[Items from a dataset]
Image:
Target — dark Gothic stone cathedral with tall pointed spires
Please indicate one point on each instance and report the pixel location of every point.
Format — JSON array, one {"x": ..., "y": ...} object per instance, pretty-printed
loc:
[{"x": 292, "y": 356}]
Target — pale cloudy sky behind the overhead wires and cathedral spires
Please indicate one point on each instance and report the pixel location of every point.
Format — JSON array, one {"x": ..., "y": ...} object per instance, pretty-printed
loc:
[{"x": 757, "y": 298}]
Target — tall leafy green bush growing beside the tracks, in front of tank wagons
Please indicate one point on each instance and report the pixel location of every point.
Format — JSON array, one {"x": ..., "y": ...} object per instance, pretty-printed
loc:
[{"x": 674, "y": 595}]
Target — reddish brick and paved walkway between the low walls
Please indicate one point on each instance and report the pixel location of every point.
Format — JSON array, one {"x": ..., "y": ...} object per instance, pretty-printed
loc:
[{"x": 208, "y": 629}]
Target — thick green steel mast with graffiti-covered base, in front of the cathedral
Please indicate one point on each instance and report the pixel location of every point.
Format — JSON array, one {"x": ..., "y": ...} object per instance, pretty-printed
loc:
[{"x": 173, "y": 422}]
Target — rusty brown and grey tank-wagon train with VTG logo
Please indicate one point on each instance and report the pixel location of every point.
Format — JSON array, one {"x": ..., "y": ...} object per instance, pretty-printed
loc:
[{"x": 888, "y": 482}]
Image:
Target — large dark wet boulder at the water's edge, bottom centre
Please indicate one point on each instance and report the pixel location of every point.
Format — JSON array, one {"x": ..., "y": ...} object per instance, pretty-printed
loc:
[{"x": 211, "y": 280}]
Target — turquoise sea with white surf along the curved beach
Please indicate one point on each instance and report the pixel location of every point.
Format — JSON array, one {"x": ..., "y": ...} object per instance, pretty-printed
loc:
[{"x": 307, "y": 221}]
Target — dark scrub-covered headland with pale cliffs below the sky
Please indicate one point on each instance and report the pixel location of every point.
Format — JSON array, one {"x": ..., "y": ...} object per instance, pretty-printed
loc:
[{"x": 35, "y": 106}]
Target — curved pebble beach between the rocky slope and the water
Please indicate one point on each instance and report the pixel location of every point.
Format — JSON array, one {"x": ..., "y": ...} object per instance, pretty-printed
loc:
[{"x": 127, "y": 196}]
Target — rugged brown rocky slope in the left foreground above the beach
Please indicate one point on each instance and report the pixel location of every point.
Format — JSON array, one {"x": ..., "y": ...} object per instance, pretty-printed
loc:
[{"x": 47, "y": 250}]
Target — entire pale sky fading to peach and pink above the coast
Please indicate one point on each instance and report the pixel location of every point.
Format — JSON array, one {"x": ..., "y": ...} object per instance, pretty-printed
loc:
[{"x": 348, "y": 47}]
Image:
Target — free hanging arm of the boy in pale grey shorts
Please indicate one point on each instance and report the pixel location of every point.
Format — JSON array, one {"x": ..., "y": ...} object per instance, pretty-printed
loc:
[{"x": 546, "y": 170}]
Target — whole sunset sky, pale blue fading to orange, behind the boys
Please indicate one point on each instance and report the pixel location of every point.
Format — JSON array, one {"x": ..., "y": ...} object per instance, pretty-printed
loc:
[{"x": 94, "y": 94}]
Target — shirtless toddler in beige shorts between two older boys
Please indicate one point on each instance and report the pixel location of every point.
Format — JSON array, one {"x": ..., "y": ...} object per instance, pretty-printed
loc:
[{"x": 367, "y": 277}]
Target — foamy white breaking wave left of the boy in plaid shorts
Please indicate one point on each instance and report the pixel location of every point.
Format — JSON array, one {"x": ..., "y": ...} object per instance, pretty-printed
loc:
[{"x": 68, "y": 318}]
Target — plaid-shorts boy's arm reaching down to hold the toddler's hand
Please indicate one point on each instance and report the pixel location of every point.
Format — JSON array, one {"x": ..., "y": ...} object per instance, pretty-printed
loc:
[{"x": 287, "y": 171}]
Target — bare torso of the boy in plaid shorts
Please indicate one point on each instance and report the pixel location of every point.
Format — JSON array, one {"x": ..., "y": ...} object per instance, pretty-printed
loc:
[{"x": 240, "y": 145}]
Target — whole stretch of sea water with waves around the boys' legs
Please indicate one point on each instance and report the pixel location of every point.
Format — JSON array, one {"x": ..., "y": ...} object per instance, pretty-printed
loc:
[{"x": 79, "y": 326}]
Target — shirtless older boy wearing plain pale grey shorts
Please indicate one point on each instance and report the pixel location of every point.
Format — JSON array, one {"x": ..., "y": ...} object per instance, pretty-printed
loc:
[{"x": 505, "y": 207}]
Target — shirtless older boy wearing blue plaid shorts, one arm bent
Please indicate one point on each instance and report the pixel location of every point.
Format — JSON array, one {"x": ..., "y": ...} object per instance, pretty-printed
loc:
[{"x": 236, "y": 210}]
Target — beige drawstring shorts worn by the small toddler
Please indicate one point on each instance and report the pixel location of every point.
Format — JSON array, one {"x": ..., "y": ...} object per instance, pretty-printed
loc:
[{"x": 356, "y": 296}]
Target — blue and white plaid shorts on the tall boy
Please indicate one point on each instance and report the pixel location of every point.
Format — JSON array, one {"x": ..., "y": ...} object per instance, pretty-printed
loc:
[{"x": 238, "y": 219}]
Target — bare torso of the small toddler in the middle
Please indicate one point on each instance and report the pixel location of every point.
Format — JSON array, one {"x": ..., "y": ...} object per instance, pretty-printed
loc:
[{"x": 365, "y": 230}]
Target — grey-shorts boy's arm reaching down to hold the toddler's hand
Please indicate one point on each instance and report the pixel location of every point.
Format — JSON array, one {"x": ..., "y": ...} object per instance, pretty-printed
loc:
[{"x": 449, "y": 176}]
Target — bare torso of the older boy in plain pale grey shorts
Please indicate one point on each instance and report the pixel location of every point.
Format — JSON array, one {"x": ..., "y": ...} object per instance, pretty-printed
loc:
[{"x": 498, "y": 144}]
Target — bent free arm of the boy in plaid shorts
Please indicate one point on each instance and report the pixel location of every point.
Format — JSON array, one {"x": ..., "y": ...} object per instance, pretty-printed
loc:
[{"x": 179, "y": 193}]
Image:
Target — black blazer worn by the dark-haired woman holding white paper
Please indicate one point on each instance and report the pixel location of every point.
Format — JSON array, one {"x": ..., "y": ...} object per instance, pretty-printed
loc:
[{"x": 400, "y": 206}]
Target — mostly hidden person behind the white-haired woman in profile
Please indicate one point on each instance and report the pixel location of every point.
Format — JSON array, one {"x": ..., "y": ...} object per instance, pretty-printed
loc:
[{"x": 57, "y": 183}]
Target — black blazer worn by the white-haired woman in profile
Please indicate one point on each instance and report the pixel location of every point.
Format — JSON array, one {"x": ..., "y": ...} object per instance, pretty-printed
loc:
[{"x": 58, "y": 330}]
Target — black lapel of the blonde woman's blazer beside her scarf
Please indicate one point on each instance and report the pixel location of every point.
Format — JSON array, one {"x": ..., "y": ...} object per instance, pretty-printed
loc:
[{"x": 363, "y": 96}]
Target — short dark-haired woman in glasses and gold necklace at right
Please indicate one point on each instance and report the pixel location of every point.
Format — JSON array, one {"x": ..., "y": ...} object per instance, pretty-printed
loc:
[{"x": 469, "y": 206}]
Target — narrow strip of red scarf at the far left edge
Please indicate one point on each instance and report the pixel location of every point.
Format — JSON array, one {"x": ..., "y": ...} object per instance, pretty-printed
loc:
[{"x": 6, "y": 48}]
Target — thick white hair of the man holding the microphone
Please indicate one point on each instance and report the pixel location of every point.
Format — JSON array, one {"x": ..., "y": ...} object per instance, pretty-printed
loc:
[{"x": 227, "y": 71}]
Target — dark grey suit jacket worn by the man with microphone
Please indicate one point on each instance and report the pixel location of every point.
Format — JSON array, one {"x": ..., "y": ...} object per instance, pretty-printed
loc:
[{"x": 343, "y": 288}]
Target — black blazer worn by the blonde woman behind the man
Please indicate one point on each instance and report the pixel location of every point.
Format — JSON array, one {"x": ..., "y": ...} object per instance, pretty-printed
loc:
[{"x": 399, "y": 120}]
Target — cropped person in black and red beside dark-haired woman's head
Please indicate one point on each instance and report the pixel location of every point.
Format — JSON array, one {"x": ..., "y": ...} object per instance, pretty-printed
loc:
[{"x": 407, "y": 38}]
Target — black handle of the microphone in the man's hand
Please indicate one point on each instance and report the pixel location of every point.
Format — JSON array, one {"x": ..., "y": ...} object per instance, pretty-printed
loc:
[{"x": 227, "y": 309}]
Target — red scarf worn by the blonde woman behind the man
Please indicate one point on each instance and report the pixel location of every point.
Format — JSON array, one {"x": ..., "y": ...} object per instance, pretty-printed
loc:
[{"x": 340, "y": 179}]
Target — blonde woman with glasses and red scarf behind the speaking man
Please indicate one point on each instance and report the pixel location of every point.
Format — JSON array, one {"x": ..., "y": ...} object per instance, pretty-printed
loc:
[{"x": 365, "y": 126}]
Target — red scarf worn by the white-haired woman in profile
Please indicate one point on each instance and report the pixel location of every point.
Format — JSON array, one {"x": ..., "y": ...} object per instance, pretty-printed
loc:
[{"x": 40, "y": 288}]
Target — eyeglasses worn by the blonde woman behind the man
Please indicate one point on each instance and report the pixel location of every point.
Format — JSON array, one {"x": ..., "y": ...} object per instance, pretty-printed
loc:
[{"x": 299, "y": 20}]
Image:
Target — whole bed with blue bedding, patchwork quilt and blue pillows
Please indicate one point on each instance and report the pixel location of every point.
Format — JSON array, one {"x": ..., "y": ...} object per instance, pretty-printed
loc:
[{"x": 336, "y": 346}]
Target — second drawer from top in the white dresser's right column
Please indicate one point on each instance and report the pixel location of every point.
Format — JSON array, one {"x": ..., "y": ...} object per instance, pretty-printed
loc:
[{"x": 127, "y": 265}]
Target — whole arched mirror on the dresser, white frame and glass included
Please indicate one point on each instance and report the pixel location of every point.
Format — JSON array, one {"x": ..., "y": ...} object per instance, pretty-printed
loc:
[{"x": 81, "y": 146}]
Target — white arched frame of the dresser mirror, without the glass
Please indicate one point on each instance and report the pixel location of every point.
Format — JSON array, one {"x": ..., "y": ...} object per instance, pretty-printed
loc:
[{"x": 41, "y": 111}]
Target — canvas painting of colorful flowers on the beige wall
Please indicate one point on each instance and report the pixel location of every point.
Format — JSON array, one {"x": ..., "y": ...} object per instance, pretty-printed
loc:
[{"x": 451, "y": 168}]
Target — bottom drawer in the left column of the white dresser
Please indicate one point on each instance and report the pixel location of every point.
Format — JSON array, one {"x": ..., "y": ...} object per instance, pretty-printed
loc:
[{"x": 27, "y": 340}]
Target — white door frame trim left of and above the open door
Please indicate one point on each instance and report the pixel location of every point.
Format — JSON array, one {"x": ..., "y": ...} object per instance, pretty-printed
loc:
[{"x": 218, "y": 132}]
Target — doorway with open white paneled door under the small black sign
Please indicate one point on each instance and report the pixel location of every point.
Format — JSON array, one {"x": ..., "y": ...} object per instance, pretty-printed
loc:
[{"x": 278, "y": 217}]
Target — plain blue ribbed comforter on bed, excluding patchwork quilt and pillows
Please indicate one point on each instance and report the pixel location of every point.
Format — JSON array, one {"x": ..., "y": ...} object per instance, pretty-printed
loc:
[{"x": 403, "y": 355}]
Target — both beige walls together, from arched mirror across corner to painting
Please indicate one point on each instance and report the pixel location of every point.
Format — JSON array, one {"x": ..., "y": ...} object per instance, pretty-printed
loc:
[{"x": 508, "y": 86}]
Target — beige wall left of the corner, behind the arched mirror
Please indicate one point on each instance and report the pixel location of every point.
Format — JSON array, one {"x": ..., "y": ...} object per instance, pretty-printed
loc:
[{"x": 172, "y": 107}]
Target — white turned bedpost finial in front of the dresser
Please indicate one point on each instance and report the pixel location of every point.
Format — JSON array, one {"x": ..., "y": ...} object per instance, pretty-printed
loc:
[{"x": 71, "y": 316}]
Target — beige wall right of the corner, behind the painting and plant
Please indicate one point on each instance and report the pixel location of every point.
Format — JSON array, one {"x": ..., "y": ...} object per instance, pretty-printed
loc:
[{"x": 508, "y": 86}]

=== Exercise instructions ===
What lines above hold the word "profile"? Pull each one out.

=== Result ===
Target — mostly hidden person behind the white-haired woman in profile
Target — black blazer worn by the white-haired woman in profile
Target — red scarf worn by the white-haired woman in profile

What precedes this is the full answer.